**What the exercise asks:**
Reproduce each of the entries below verbatim, line for line, omitting the pictures from your answer.

**Record list:**
## BEGIN
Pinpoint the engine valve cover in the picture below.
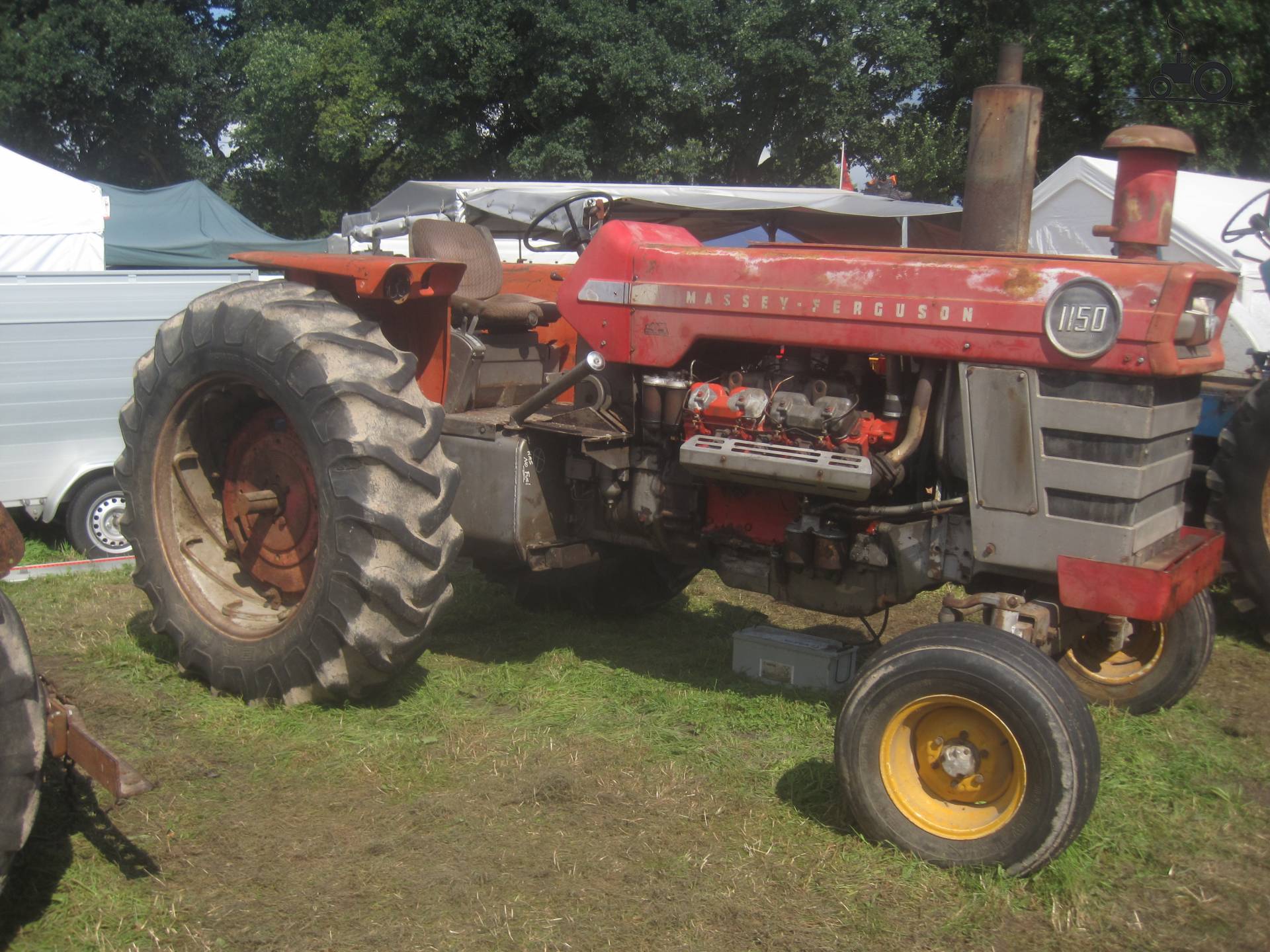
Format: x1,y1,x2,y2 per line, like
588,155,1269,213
679,436,872,500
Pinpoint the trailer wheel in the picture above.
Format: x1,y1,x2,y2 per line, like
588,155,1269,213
835,622,1099,875
0,592,44,892
1205,381,1270,612
1058,592,1216,715
512,548,700,615
116,280,461,703
66,473,132,559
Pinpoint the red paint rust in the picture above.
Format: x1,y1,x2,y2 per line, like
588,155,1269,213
221,407,321,594
1058,527,1226,622
559,221,1236,377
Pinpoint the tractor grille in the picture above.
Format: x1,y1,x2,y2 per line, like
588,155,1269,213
961,366,1200,573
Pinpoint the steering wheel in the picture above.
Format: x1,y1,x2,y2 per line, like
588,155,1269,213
1222,189,1270,247
521,192,613,251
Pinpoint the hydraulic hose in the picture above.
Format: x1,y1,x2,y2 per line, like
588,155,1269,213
884,360,936,471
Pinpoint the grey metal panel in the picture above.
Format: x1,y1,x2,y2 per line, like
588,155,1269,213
441,432,569,563
1040,452,1191,499
965,367,1038,513
1033,396,1200,439
960,364,1199,575
0,268,258,516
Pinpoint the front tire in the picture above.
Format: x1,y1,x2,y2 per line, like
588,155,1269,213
0,592,46,892
834,622,1100,875
1058,592,1216,715
116,280,461,703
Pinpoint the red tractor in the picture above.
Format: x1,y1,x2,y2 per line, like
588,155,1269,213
117,65,1234,873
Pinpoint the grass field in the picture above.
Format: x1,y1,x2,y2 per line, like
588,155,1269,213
0,558,1270,952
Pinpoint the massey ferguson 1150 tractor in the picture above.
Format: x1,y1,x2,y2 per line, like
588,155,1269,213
117,60,1234,873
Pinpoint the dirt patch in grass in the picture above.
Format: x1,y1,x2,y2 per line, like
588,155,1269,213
0,573,1270,951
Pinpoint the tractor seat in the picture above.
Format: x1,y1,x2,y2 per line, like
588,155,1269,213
410,218,560,330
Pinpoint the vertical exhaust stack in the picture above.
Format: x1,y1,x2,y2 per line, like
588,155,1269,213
961,43,1041,251
1093,126,1195,259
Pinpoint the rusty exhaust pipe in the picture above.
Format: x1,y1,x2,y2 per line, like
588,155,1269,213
1093,126,1195,259
961,43,1042,251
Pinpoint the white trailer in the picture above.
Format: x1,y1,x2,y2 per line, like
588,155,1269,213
0,268,258,557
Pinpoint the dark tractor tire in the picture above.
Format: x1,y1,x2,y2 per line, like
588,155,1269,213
511,548,701,615
0,592,46,892
116,280,462,703
66,473,132,559
1205,381,1270,613
1058,592,1216,715
834,622,1100,876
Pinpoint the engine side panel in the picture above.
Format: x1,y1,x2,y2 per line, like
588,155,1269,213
960,364,1200,574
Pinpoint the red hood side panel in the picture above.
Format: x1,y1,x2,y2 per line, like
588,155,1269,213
559,221,1236,376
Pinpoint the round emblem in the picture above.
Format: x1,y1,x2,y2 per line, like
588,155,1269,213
1045,278,1121,360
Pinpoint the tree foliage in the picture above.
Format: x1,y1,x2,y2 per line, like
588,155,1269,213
0,0,1270,236
0,0,232,186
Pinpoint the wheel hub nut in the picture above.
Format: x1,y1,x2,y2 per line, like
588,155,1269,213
940,744,978,781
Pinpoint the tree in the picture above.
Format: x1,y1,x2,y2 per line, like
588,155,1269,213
868,0,1270,200
0,0,232,188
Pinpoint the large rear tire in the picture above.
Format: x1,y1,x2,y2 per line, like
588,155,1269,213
835,622,1100,875
116,280,462,703
0,592,46,892
1205,381,1270,612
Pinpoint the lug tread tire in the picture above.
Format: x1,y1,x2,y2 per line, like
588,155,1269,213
0,592,46,892
1204,381,1270,612
834,622,1101,875
116,280,462,703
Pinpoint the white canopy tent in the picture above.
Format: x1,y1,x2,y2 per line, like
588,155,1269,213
341,182,961,262
1029,155,1270,377
0,146,105,272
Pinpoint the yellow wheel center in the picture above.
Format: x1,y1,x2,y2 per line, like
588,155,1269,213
1067,621,1166,684
879,694,1027,839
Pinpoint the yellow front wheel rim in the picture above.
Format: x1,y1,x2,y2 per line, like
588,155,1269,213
1067,621,1168,686
879,694,1027,840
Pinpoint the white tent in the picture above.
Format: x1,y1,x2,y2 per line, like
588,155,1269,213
1029,155,1270,377
0,146,105,272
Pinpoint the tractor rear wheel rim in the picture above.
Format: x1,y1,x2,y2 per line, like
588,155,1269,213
1067,621,1167,684
879,694,1027,840
153,374,321,641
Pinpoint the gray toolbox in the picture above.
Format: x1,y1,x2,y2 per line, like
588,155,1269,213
732,625,860,692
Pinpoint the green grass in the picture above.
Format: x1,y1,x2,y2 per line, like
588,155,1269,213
9,513,84,565
0,573,1270,949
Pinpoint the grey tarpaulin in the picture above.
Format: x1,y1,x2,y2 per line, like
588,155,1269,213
97,182,326,268
341,182,961,247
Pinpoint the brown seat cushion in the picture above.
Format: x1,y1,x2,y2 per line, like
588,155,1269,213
410,218,503,298
450,294,560,330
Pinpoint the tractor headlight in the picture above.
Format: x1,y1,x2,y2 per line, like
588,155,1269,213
1173,294,1218,346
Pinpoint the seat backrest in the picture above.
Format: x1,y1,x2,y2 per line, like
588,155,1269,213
410,218,503,299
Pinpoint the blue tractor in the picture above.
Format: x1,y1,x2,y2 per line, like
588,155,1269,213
1193,189,1270,637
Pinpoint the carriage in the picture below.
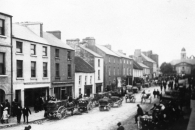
## END
**Answer to the task:**
Pinpoint the engine valve cover in the picture below.
Format: x1,y1,x2,y2 per line, like
588,155,1269,213
679,436,872,500
Pinpoint the trailer wheel in the picture above.
Format: x1,y1,x2,y2 per line, like
588,155,1269,213
835,622,1099,875
0,592,44,892
1205,381,1270,612
1058,592,1216,715
512,548,700,615
116,280,461,703
66,473,132,559
Pinpoint the red paint rust in the picture above.
Format: x1,y1,x2,y2 per line, like
588,155,1269,213
221,407,321,594
1058,527,1226,622
559,221,1236,377
Pinpoint the tractor grille in the picture above.
Format: x1,y1,x2,y2 per line, like
588,155,1269,213
961,366,1200,573
Pinpoint the steering wheel in the picture above.
Format: x1,y1,x2,y2 per line, like
588,155,1269,213
1222,189,1270,247
521,192,613,251
Pinpoint the hydraulic hose in the picture above.
Format: x1,y1,x2,y2 per line, like
588,155,1269,213
884,360,936,471
Pinpoint the grey metal panel in the picture above.
Format: x1,y1,x2,y2 per line, like
588,155,1269,213
441,432,569,563
1040,452,1191,499
965,367,1038,513
1033,396,1200,439
960,364,1199,575
0,268,258,516
Pinpoint the front tire in the picture above.
Format: x1,y1,x2,y2 per line, like
588,155,1269,213
0,592,46,892
834,622,1100,875
1058,592,1216,715
116,280,461,703
Pinpoint the red tractor in the picture above.
Format: x1,y1,x2,y2 per line, like
588,155,1269,213
117,65,1234,873
Pinpoint the grass field in the picture above.
Format: x1,y1,x2,y2 per line, like
588,155,1269,213
0,558,1270,952
Pinpoint the massey ferguson 1150 tractor in the picture above.
Format: x1,y1,x2,y2 per line, like
588,155,1269,213
117,60,1234,873
Pinpoint the dirt patch in grass in the picture above.
Format: x1,y1,x2,y2 per line, like
588,155,1269,213
0,573,1270,951
Pinpoint the tractor seat in the picture above.
Format: x1,y1,x2,y2 per line, like
588,155,1269,213
410,218,560,330
Pinpoint the vertical exhaust stack in the picture above.
Format: x1,y1,x2,y2 per line, like
588,155,1269,213
961,43,1041,251
1093,126,1195,259
Pinpoint the rusty exhaust pipe in the picture above.
Format: x1,y1,x2,y2 per line, like
588,155,1269,213
1093,126,1195,259
961,43,1042,251
Pinpoint the white trailer in the picture above.
Format: x1,y1,x2,y2 per line, like
588,155,1269,213
0,268,258,557
Pinpoint the dark tractor tire in the picture above.
Format: x1,y1,x2,y2 per line, like
588,155,1269,213
511,548,701,615
0,592,46,892
116,280,462,703
66,473,132,559
1205,381,1270,613
1058,592,1216,715
834,622,1100,876
Pinpoint the engine side panel in the picture above.
Format: x1,y1,x2,y2 per line, like
588,155,1269,213
960,364,1200,574
Pinpoint the red hood side panel in the picture above.
Format: x1,y1,x2,y2 per line, like
588,155,1269,213
559,221,1236,376
Pinpoint the round emblem in the picture above.
Format: x1,y1,x2,y2 per line, like
588,155,1269,213
1045,278,1121,360
Pinpoint the tree foliage in the picture above.
Format: x1,y1,x2,y2 per line, like
588,155,1269,213
0,0,1270,236
0,0,232,186
Pinpoint the wheel hub nut in the picture above.
Format: x1,y1,x2,y2 per line, like
588,155,1269,213
940,744,978,781
Pinpoint the tree in the picture above.
Format: x1,y1,x2,y2 per line, like
588,155,1269,213
868,0,1270,200
0,0,232,188
Pinpoint the large rear tire in the picture above.
Format: x1,y1,x2,y2 per line, like
588,155,1269,213
835,622,1100,875
116,280,462,703
0,592,46,892
1205,381,1270,612
Pinpoint the lug tread tire in the picture above.
Format: x1,y1,x2,y2 per line, like
588,155,1269,213
0,592,46,892
1204,381,1270,612
834,622,1101,875
116,280,462,703
Pinpoint the white canopy tent in the picture above.
Format: x1,y1,x2,y2 per line, like
588,155,1269,213
341,182,961,262
1029,155,1270,377
0,146,105,272
Pinpoint the yellow wheel center in the picture above.
Format: x1,y1,x2,y2 per line, like
588,155,1269,213
1067,621,1166,684
879,694,1027,839
Pinpoint the yellow front wheel rim in the picture above.
Format: x1,y1,x2,y2 per line, like
588,155,1269,213
1067,621,1168,686
879,694,1027,840
Pinpoint the white tent in the picture above.
Format: x1,y1,x2,y2 per line, like
588,155,1269,213
1029,155,1270,377
0,146,105,272
Pinpoint the tractor rear wheel rim in the picture above.
Format: x1,y1,x2,y2 per line, like
588,155,1269,213
1067,621,1167,684
879,694,1027,840
153,374,321,641
Pinpoint the gray toolbox in the picture above.
Format: x1,y1,x2,y2 per line, like
588,155,1269,213
732,625,860,692
Pinpoint the green grass in the picture above.
Format: x1,y1,x2,y2 per line, like
588,155,1269,213
9,513,84,565
0,573,1270,949
Pinpoint the grey tarpaulin in the picture above.
Format: x1,y1,x2,y2 per line, like
588,155,1269,213
97,182,326,268
341,182,961,247
Pinpoint the brown seat cushion in the picture above.
Format: x1,y1,x2,y2 per line, like
588,155,1269,213
410,218,503,298
450,294,560,330
Pinpoint the tractor headlight in the picture above.
Format: x1,y1,x2,y2 per line, like
588,155,1269,213
1173,294,1218,346
Pinpoint the seat backrest in the picture above.
Format: x1,y1,x2,y2 per line, like
588,155,1269,213
410,218,503,299
Pinpoint the blue tractor in the picture above.
Format: x1,y1,x2,y2 per line, like
588,155,1269,213
1193,189,1270,637
Pinpoint the carriage in the picture below.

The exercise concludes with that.